### Your instructions
Write out the material again exactly, please, and omit the pictures.

[Stored records]
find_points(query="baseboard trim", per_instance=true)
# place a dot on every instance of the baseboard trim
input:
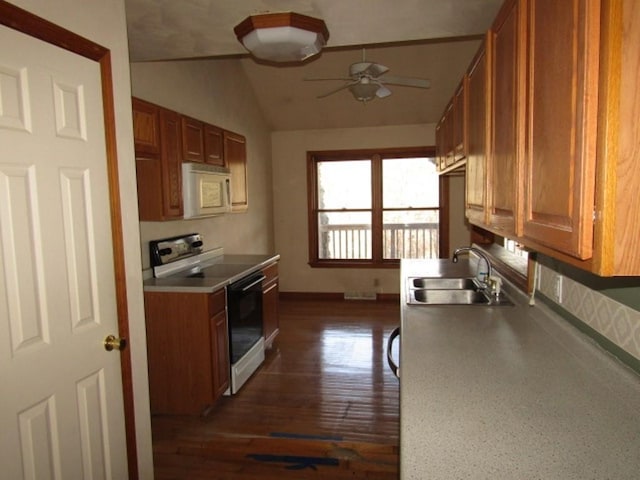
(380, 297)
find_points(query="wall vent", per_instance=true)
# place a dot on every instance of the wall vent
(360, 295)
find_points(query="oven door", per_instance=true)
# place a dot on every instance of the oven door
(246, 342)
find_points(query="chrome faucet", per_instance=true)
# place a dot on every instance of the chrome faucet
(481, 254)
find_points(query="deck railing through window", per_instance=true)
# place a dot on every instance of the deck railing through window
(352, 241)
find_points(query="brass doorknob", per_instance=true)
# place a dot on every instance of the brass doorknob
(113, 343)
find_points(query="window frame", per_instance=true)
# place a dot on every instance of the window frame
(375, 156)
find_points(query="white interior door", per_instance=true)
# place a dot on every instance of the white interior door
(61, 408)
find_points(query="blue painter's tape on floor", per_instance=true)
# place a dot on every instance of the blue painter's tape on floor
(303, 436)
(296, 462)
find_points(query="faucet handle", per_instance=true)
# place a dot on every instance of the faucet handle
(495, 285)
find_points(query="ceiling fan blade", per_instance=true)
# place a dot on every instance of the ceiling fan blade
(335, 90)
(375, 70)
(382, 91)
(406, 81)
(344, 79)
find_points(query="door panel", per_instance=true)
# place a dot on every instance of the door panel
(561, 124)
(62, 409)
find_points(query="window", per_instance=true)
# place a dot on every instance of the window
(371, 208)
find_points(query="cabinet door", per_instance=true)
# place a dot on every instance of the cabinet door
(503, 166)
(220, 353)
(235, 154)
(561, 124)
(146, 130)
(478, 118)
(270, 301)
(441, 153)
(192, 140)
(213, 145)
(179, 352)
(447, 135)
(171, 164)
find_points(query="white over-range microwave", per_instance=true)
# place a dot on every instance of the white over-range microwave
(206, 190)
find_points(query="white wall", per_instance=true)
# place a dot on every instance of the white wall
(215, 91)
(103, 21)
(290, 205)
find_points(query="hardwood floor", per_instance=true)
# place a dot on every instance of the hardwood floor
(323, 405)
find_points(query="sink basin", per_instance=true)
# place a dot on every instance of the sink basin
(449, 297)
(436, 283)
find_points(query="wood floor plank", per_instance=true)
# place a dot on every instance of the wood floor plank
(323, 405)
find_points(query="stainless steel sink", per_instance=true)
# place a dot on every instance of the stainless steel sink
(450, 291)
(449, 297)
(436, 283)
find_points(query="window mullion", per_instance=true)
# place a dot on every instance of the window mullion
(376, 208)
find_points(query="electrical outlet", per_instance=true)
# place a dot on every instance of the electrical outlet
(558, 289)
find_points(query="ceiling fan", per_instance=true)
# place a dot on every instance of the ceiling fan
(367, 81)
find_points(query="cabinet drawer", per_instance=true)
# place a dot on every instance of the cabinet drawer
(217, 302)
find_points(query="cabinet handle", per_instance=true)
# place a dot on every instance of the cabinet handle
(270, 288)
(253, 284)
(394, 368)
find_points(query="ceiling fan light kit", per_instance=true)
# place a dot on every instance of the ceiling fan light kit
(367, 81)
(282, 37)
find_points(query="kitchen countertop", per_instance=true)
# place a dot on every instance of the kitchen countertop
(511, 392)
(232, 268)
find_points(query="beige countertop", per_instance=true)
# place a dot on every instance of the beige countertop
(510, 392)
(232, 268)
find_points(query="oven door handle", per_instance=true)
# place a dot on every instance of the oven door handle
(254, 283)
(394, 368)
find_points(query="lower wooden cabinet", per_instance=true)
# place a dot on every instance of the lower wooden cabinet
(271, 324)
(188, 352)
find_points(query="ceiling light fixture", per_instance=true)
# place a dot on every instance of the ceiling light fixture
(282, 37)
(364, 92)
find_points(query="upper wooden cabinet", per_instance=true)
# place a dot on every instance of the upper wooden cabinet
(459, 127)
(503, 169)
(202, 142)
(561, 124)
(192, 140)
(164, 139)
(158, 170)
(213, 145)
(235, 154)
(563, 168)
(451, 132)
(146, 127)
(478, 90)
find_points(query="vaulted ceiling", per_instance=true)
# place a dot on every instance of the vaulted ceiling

### Solution to this exercise
find_points(query="baseboard trim", per_instance=true)
# place a dot on every instance of the baseboard trim
input:
(380, 297)
find_points(query="wall vent", per_instance=true)
# place a dot on every instance of the wall vent
(360, 295)
find_points(query="oven door", per_instance=true)
# place a dot on every instance of the oven door
(246, 342)
find_points(query="chrome faucet", per_instance=true)
# place a dot on every instance of the chrome faucet
(481, 254)
find_points(query="deck railing through window", per_instance=true)
# place a dot on every instance of the deck railing through window
(352, 241)
find_points(query="brass doorknob", per_instance=true)
# place a dot on every instance of the brass doorknob
(113, 343)
find_points(query="window frame", per_instance=true)
# place a dot on every instance of the window frame
(375, 156)
find_points(query="white interior door", per_instance=true)
# place a dot on every instance of the white interior door
(61, 408)
find_points(query="blue painter's tape on floor", per_instance=true)
# place a dot on every instance of the blue painter's tape on floor
(303, 436)
(296, 462)
find_points(query="faucet handle", per_instance=true)
# place a dot on every instance of the faucet handle
(495, 285)
find_points(query="ceiling fan blade", per_instance=true)
# place a dot on every instance of the ceiling fan blade
(335, 90)
(375, 70)
(382, 91)
(406, 81)
(344, 79)
find_points(query="door panel", per_instance=true)
# place a dot on every instance of the door panel
(561, 124)
(62, 409)
find_points(query="window", per_instance=true)
# place a dot on every instance of the window
(371, 208)
find_points(query="cabinet door", per_instance=true)
# place a dot on every instance of the cabinet door
(503, 166)
(220, 353)
(235, 154)
(561, 124)
(146, 130)
(478, 118)
(270, 301)
(441, 153)
(192, 140)
(213, 145)
(179, 352)
(447, 135)
(171, 164)
find_points(query="white over-range microwave", per_instance=true)
# place a dot on every instance of the white over-range microwave
(206, 190)
find_points(query="white wall", per_instance=true)
# place a dot on every instance of the white wall
(215, 91)
(103, 21)
(290, 205)
find_points(query="hardwood floor", per_instance=true)
# place a dot on every instance of the hardwood floor
(323, 405)
find_points(query="sink basin", per_instance=true)
# place a dot on every instance of the sink basin
(449, 297)
(436, 283)
find_points(query="wood floor plank", per_instance=true)
# place a dot on every instance of the wood floor plank
(323, 405)
find_points(query="stainless steel sink", per_instance=true)
# place a dot on every instance of the stainless steel sink
(450, 291)
(449, 297)
(436, 283)
find_points(query="window mullion", per_instance=true)
# place a dot on every instance of the window mullion
(376, 208)
find_points(query="electrical outlet", per_instance=true)
# place a dot on every instance of the electrical outlet
(558, 289)
find_points(query="ceiling fan", per_instance=true)
# place a dot on every instance of the ceiling fan
(367, 81)
find_points(query="cabinet drawer", per_instance=true)
# place a dot on every instance of the cabinet drawer
(217, 302)
find_points(query="cabinet handle", per_instance=true)
# place a dot on every instance of the cabinet handle
(270, 288)
(253, 284)
(394, 368)
find_points(query="ceiling fan light kit", per_instance=true)
# place a dot on every instance of the ceiling fan light kit
(367, 81)
(282, 37)
find_points(query="kitchen countertop", per_instance=true)
# place a dot on every instance of the kitchen countertop
(511, 392)
(232, 268)
find_points(query="beige countertop", per_instance=true)
# place a dot on every instance of the beige countertop
(510, 392)
(232, 268)
find_points(query="oven door handle", per_instance=true)
# place a dot on every instance of the oven door handle
(254, 283)
(394, 368)
find_points(query="lower wooden cabinet", per_instance=true)
# place a dot on every instance of the lower wooden cabinet
(271, 324)
(188, 352)
find_points(query="ceiling light fixture", per_instance=true)
# place a dot on every instance of the ceiling light fixture
(282, 37)
(364, 92)
find_points(query="upper wooden cabinet", per_instance=true)
# place a dot on every instance of the upper wooden cabinet
(459, 127)
(503, 169)
(202, 142)
(561, 124)
(192, 140)
(164, 139)
(158, 170)
(213, 145)
(235, 154)
(563, 168)
(451, 132)
(146, 127)
(478, 90)
find_points(query="vaulted ceiling", per_instance=true)
# place a dot on every instance of the vaulted ceiling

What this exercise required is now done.